TEXTE DE LECTURE:
((

Du fait de mon attachement pour cette histoire à lire entre les pierres et les silences – quelques espiègleries formulées à l’endroit du Progrès ou de la Culture aussi[9] –, je ne pus adhérer au chahut inégalable que mes amis de classe réservaient chaque semaine à ce professeur s’essayant à faire (re)vivre en nous ce que je conçois comme notre arrière-langue. Bien qu’il fût incomparablement plus permissif que nos autres enseignants, dont certains étaient membres du clergé, son cours fut peut-être d’emblée récusé du fait de la honte culturelle qui, me semble-t-il, était alors associé à l’héritage paysan. Pour la même raison, je ne pus souscrire à ces racismes plus ou moins ordinaires conduisant les Lotois (avec lesquels je ne partageais que le lieu de vie) à dénigrer les Aveyronnais. Victor, l’enfant sauvage, semblerait presque avoir durablement alimenté la représentation que se font leurs voisins de ces « péteux putrides » (Le Roy Ladurie 1997)[10] ne connaissant de la civilisation que ses tous premiers stades. Or mes allées et venues de part et d’autre de la frontière liquide dessinée par les courbes du Lot m’ont inculqué combien les gens n’y sont pas si différents, comme l’attestent par exemple les solutions matérielles qu’ils apportèrent au fil du temps[11] aux problèmes posés par leur milieu. En outre, dans cette Guyenne d’Ancien Régime (Guiana en occitan), Figeac se situant à l’exact carrefour de plusieurs régions naturelles (Causse du Quercy, Limargue, Ségala, Rouergue) en débordant elles-mêmes d’autres, administratives cette fois (Lot, Aveyron, Cantal, Tarn…), n’y avais-je pas appris à percevoir, sur quelques kilomètres, l’étalement de traits culturels et la manière dont ils s’estompent de proche en proche selon un continuum à plusieurs variables ? Malgré le désert relatif du Larzac, la route vers Montpellier (d’où est originaire mon père et où vivaient ses parents, eux-mêmes de lignées de pêcheurs audois et d’agriculteurs ariégeois) ou encore les voyages effectués en Europe dans notre camping car familial vinrent confirmer ce constat continuiste que je tins dès lors pour extensible.

))

ÉNONCÉ A:
Répondez aux questions suivantes à partir du texte de lecture :
(i) Quelles régions naturelles se croisent à Figeac ?
(ii) Quel est le nom occitan de la Guyenne ?
(iii) De quelle ville le père est-il originaire ?
ÉNONCÉ B: Transformez en liste le paragraphe du texte de lecture qui commence par « Du fait de mon attachement », en conservant ses faits principaux.

LIGNES ENREGISTRÉES:

((

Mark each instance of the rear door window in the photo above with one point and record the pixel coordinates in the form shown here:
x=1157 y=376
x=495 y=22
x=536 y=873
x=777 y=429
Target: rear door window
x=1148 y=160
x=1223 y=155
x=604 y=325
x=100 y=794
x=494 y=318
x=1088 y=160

))

CORRIGÉ RÉDIGÉ A:
(i) Le Causse du Quercy, le Limargue, le Ségala et le Rouergue.
(ii) Guiana.
(iii) Montpellier.

CORRIGÉ RÉDIGÉ B:
- Par attachement à l'histoire de la région, je n'ai pas pris part au chahut que mes camarades de classe réservaient chaque semaine au professeur qui tentait de faire revivre notre « arrière-langue ».
- Ce cours était pourtant plus permissif que les autres. Il a peut-être été rejeté à cause de la honte culturelle alors associée à l'héritage paysan.
- Pour la même raison, je refusais le dénigrement des Aveyronnais par les Lotois, une image que la figure de Victor, l'enfant sauvage, a pu nourrir.
- Mes allées et venues de part et d'autre du Lot m'ont appris que les gens y sont peu différents. Les solutions matérielles qu'ils ont apportées aux problèmes de leur milieu en témoignent.
- À Figeac, carrefour de régions naturelles et administratives, j'ai appris à percevoir l'étalement des traits culturels et leur effacement progressif selon un continuum.
- La route vers Montpellier et les voyages familiaux en Europe en camping-car ont confirmé ce constat continuiste, que j'ai dès lors tenu pour extensible.